=== Action item ===
In the passage about Henry Morton Stanley below, which actor plays Stanley in the 1939 film Stanley and Livingstone?

=== Passage shown ===
******

William Grant Stairs found Stanley during the Emina Pasha expedition to be cruel, secretive and selfish.

Stanley was admired by Arthur Jephson, whom William Bonny, the acerbic medical assistant, described as the "most honourable" officer on the expedition. Jephson wrote, "Stanley never fights where there is the smallest chance of making friends with the natives and he is wonderfully patient & long suffering with them".

John Rose Troup, in his book about the Emin Pasha expedition, said that he saw Stanley's self-serving and vindictive side: "In the forgoing letter he brings forward disgraceful charges, that really do not refer to me at all, although he blames me for what happened. The injustice of his accusations, made as they are without documentary or, as far as I can learn, any evidence, can hardly be made clear to the public, but they must be aware, when they read what has preceded this correspondence, that he has acted as no one in his position should have acted".

Possible inspiration for Heart of Darkness

The legacy of death and destruction in the Congo region and the fact that Stanley had worked for Leopold are considered by author Norman Sherry to have made him an inspiration for Joseph Conrad's Heart of Darkness.

Conrad, however, had spent six months of 1890 as a steamship captain on the Congo, years after Stanley had been there (1879–1884) and five years after Stanley had been recalled to Europe and ceased to be Leopold's chief agent in Africa.

Works by Stanley

Works depicting Stanley

Henry Morton Stanley's grave in Pirbright, Surrey
  • Stanley and Livingstone, a 1939 film, stars Spencer Tracy as Stanley and Cedric Hardwicke as Livingstone.
  • The 1949 comedy film Africa Screams is the story of a dimwitted clerk named Stanley Livington, played by Lou Costello. He is mistaken for a famous African explorer and recruited to lead a treasure hunt.
  • Stanley was portrayed by Ed Kemmer in a 1962 episode, "The Truth Teller", on thesyndicated television anthology series, Death Valley Days, hosted by Stanley Andrews. Barney Phillips was cast as General Winfield Scott Hancock. In the story line, investigative reporter Stanley arrives at Fort Larned, Kansas to assess Hancock's success in avoiding war on the frontier. Charles Carlson filled the role of Wild Bill Hickok, long after Guy Madison played Hickock in a weekly syndicated series.

******

=== Data for analysis ===
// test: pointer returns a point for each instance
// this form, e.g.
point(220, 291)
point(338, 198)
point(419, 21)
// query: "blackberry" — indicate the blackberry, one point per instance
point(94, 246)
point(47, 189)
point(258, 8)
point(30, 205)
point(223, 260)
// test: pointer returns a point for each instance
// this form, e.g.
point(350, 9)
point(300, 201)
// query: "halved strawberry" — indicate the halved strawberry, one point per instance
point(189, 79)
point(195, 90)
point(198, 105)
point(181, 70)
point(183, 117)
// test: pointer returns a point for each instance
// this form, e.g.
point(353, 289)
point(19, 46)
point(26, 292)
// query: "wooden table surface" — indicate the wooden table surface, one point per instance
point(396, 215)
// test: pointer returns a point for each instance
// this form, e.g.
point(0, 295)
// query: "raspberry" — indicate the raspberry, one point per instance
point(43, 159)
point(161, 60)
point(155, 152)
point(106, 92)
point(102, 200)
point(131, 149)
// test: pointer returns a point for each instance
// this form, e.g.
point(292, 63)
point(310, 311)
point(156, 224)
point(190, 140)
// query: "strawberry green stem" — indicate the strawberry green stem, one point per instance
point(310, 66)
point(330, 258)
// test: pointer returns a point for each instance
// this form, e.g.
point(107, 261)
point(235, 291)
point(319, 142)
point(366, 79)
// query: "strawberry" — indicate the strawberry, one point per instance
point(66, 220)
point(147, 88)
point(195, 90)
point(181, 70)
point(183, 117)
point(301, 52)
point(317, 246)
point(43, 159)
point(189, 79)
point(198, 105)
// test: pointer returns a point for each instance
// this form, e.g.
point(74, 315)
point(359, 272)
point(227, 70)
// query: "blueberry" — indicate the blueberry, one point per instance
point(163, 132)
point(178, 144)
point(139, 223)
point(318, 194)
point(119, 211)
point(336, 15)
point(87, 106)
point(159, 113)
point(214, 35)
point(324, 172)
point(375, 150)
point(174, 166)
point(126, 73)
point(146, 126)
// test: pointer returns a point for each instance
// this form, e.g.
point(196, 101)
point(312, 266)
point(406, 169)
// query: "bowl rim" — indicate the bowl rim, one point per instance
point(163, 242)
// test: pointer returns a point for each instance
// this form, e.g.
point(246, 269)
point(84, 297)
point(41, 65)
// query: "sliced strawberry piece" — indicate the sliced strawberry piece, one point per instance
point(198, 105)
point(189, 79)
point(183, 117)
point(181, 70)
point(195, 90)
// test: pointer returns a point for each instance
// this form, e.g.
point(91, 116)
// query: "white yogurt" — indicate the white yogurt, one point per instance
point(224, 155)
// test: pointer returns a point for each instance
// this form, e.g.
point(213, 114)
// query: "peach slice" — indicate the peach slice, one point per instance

******

=== Answer space ===
Spencer Tracy